Task to complete: Rescale the listing below by reproducing every line, requests included, with each polygon coordinate in the outline answers multiplied by 0.8 and rounded to a whole number, halves rounded up. Leave every other number unchanged, including the coordinates in the format samples.

— begin Listing —

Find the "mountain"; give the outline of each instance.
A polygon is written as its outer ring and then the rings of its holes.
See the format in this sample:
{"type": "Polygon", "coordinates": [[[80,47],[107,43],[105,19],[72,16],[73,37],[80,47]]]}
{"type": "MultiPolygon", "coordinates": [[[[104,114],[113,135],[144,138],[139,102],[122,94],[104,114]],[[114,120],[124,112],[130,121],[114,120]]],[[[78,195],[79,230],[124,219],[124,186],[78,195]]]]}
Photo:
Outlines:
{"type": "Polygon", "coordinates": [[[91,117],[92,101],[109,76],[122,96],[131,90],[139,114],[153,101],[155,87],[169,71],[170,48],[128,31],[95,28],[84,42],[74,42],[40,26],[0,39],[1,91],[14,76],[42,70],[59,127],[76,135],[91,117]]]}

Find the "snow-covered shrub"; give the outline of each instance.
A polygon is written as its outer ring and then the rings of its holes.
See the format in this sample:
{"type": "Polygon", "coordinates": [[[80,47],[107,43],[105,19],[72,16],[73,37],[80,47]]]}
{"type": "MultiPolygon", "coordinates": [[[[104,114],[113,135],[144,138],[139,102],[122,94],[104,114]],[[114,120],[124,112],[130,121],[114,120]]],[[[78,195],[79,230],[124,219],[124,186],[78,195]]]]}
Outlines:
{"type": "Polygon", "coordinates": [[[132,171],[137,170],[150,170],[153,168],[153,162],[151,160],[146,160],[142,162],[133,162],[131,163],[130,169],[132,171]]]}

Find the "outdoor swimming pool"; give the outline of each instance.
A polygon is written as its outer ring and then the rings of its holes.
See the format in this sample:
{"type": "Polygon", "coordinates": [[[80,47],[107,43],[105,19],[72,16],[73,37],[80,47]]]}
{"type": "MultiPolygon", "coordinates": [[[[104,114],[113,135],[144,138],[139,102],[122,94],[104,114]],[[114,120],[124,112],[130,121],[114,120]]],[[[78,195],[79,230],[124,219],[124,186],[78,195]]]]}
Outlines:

— end Listing —

Task response:
Find the "mountain"; give the outline of each instance.
A polygon is written as its outer ring and then the rings of its holes.
See the format in this sample:
{"type": "Polygon", "coordinates": [[[80,47],[107,43],[105,19],[72,16],[73,37],[80,47]]]}
{"type": "MultiPolygon", "coordinates": [[[[104,114],[113,135],[144,138],[139,102],[122,94],[104,114]],[[114,120],[124,112],[130,121],[114,120]]],[[[78,195],[79,230],[124,219],[124,186],[78,195]]]]}
Photo:
Outlines:
{"type": "Polygon", "coordinates": [[[73,94],[74,81],[87,61],[98,77],[105,72],[111,91],[122,81],[124,70],[135,57],[136,38],[102,25],[76,22],[67,34],[59,34],[32,21],[0,31],[1,73],[11,61],[34,56],[47,102],[61,108],[73,94]]]}

Find the "snow-covered shrub"; give the outline of each instance.
A polygon is written as its outer ring and then the rings of its holes.
See the format in this sample:
{"type": "Polygon", "coordinates": [[[80,47],[107,43],[105,19],[72,16],[73,37],[80,47]]]}
{"type": "MultiPolygon", "coordinates": [[[[104,114],[113,135],[144,138],[139,102],[122,94],[104,114]],[[114,120],[124,112],[130,121],[114,120]]],[[[78,195],[79,230],[124,219],[124,186],[78,195]]]]}
Outlines:
{"type": "Polygon", "coordinates": [[[106,137],[110,136],[120,136],[122,134],[122,130],[121,128],[117,128],[114,130],[106,130],[105,130],[104,135],[106,137]]]}

Find the "outdoor swimming pool"; give the outline of each instance.
A polygon is written as its outer ring and then the rings of its holes.
See the format in this sample:
{"type": "Polygon", "coordinates": [[[80,47],[107,43],[105,19],[72,16],[73,37],[80,47]]]}
{"type": "MultiPolygon", "coordinates": [[[[104,114],[113,135],[144,138],[139,102],[122,94],[104,114]],[[114,120],[124,112],[130,121],[114,120]]],[[[78,195],[79,230],[124,219],[124,186],[78,195]]]]}
Outlines:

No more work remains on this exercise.